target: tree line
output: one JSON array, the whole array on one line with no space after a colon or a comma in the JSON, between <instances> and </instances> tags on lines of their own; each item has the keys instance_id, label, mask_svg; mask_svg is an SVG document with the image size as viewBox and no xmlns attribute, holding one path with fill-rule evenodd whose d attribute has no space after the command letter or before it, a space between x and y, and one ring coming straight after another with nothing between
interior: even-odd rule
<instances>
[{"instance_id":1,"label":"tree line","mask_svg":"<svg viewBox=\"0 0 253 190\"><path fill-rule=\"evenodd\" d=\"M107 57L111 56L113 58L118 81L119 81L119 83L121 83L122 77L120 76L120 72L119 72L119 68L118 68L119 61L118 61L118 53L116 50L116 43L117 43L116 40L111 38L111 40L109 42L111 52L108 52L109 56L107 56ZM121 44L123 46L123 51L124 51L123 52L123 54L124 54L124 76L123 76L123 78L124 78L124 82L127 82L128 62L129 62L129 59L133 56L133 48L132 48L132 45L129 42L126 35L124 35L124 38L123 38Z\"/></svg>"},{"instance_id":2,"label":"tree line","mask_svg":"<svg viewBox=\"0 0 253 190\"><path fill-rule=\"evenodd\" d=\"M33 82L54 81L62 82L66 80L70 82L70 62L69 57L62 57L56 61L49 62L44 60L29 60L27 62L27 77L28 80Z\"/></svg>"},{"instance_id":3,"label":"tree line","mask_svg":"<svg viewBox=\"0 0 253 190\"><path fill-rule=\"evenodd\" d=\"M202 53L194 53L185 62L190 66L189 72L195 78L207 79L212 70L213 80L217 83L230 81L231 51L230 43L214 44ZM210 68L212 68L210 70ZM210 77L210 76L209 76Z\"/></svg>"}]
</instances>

***

| Task directions |
Convert the lines of all the items above into a JSON list of strings, with one string per line and blank lines omitted.

| Written solution |
[
  "target: tree line",
  "output: one JSON array, the whole array on one line with no space after a colon or a comma in the JSON, between <instances> and </instances> tags on lines of their own; each item has the keys instance_id, label, mask_svg; mask_svg is an SVG document with the image size as viewBox and no xmlns attribute, holding one path with fill-rule evenodd whose d attribute has no space after the command letter or before it, a space between x and y, and one ring coming straight after another with nothing between",
  "interior: even-odd rule",
  "<instances>",
  "[{\"instance_id\":1,\"label\":\"tree line\",\"mask_svg\":\"<svg viewBox=\\\"0 0 253 190\\\"><path fill-rule=\\\"evenodd\\\" d=\\\"M107 57L111 56L113 58L118 81L119 81L119 83L121 83L122 77L120 76L120 72L119 72L119 68L118 68L119 61L118 61L118 53L116 50L116 43L117 43L116 40L111 38L111 40L109 42L111 52L108 52L109 56L107 56ZM121 44L123 46L123 51L124 51L123 52L123 54L124 54L124 76L123 76L123 78L124 78L124 82L127 82L128 62L129 62L129 59L133 56L133 48L132 48L132 45L129 42L126 35L124 35L124 38L123 38Z\\\"/></svg>\"},{\"instance_id\":2,\"label\":\"tree line\",\"mask_svg\":\"<svg viewBox=\\\"0 0 253 190\\\"><path fill-rule=\\\"evenodd\\\" d=\\\"M33 82L54 81L62 82L66 80L70 82L70 62L69 57L62 57L56 61L49 62L44 60L29 60L27 62L27 77L28 80Z\\\"/></svg>\"},{\"instance_id\":3,\"label\":\"tree line\",\"mask_svg\":\"<svg viewBox=\\\"0 0 253 190\\\"><path fill-rule=\\\"evenodd\\\" d=\\\"M202 53L194 53L185 62L190 66L189 72L195 78L207 79L212 70L213 80L217 83L230 81L231 51L230 43L214 44ZM210 68L212 68L210 70ZM210 77L210 76L209 76Z\\\"/></svg>\"}]",
  "</instances>"
]